▶ **PROBLEMS AND TASKS**
1 – Answer these questions about the article on Canada's February inflation:
(a) By how much did gasoline prices fall year-over-year?
(b) What was the core inflation rate?
(c) What was the Bank of Canada's key interest rate?
2 – Print the part of the inflation article starting at "Lower gasoline prices" and ending at "cent in February.", word for word.

▶ **PASSAGE**
· · · · · · ·
Lower gasoline prices push Canada's inflation rate lower in February
David Paddon, The Canadian Press
Published Friday, March 18, 2016 8:43AM EDT
Last Updated Friday, March 18, 2016 12:25PM EDT
TORONTO -- Lower prices at the pump helped cool Canada's annual inflation rate to 1.4 per cent last month, down from 2.0 per cent in January, while offsetting increases in food prices.
Gasoline prices dropped a whopping 13.1 per cent year-over-year and 6.9 per cent from January, Statistics Canada reported Friday.
Excluding gasoline, the annual inflation rate would have been 1.9 per cent in February.
The core inflation rate, which also excludes fuel and some other volatile items, was 1.9 per cent.
Statistics Canada says food was a major inflationary factor in February, as it has been for several months. Consumers paid 3.9 per cent more for food last month compared with February 2015.
But there were signs that some grocery prices had levelled off or softened.
Meat prices showed their smallest gain since January 2014, rising by 1.6 per cent from a year earlier. The meat index also declined by 0.1 per cent between January and February.
Similarly, the fresh vegetable index was up 17.2 per cent for the year but down 0.1 per cent from the previous month. Other food components, including fresh fruit and dairy products, were up both on a yearly and monthly basis.
Several analysts noted that the February inflation report gave the Bank of Canada little reason to change its key interest rate from 0.5 per cent, given that core inflation was close to the central bank's ideal target of 2.0 per cent.
"But with crude oil now higher, headline inflation will be marching to a different drum and likely head higher over the course of the year," CIBC economist Royce Mendes wrote in a commentary.
Future contracts for North American benchmark crude recently rose this week above US$40 a barrel and the Canadian dollar traded above 77 cents US on Thursday for the first time in months.
"The recent pickup in oil prices and attendant Canadian dollar appreciation, if sustained, will have opposing impacts on inflation," RBC economist Josh Nye wrote.
A stronger dollar will limit inflationary pressures from imports while gasoline will be more of a contributor to inflation.
· · · · · · ·
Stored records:
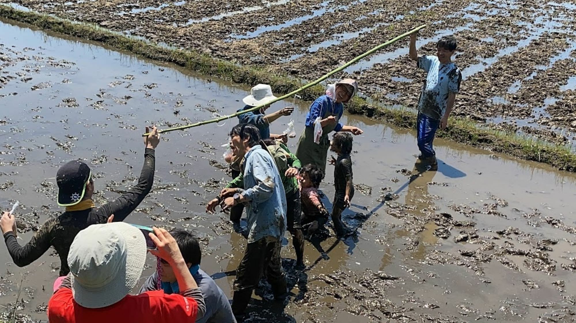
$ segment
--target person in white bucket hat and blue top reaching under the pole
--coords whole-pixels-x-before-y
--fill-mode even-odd
[[[276,99],[276,97],[272,94],[272,88],[270,85],[258,84],[255,87],[252,87],[250,95],[242,99],[242,102],[244,102],[246,106],[237,112],[252,109],[255,106],[266,104],[274,99]],[[257,113],[247,112],[241,114],[238,116],[238,120],[241,124],[246,123],[255,125],[260,131],[260,139],[282,139],[284,143],[287,143],[288,134],[271,134],[270,124],[282,116],[290,116],[290,114],[294,112],[294,107],[285,107],[284,109],[265,115],[264,113],[266,113],[266,110],[268,110],[269,107],[270,105],[268,104],[257,111]]]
· · · · · · ·
▶ **ANSWERS FOR THE EXERCISE**
1 –
(a) 13.1 percent
(b) 1.9 percent
(c) 0.5 percent

2 –
Lower gasoline prices push Canada's inflation rate lower in February
David Paddon, The Canadian Press
Published Friday, March 18, 2016 8:43AM EDT
Last Updated Friday, March 18, 2016 12:25PM EDT
TORONTO -- Lower prices at the pump helped cool Canada's annual inflation rate to 1.4 per cent last month, down from 2.0 per cent in January, while offsetting increases in food prices.
Gasoline prices dropped a whopping 13.1 per cent year-over-year and 6.9 per cent from January, Statistics Canada reported Friday.
Excluding gasoline, the annual inflation rate would have been 1.9 per cent in February.